■ Information
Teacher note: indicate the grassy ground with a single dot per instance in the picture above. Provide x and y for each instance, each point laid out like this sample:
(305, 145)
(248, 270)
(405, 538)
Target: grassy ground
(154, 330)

■ What to do
The task calls for each record to be returned verbatim.

■ Answer for this exercise
Teacher note: indicate the grassy ground with a single dot per instance in the picture above. Provide x and y for each instance, each point laid out like this sample:
(305, 145)
(248, 270)
(405, 538)
Target: grassy ground
(154, 330)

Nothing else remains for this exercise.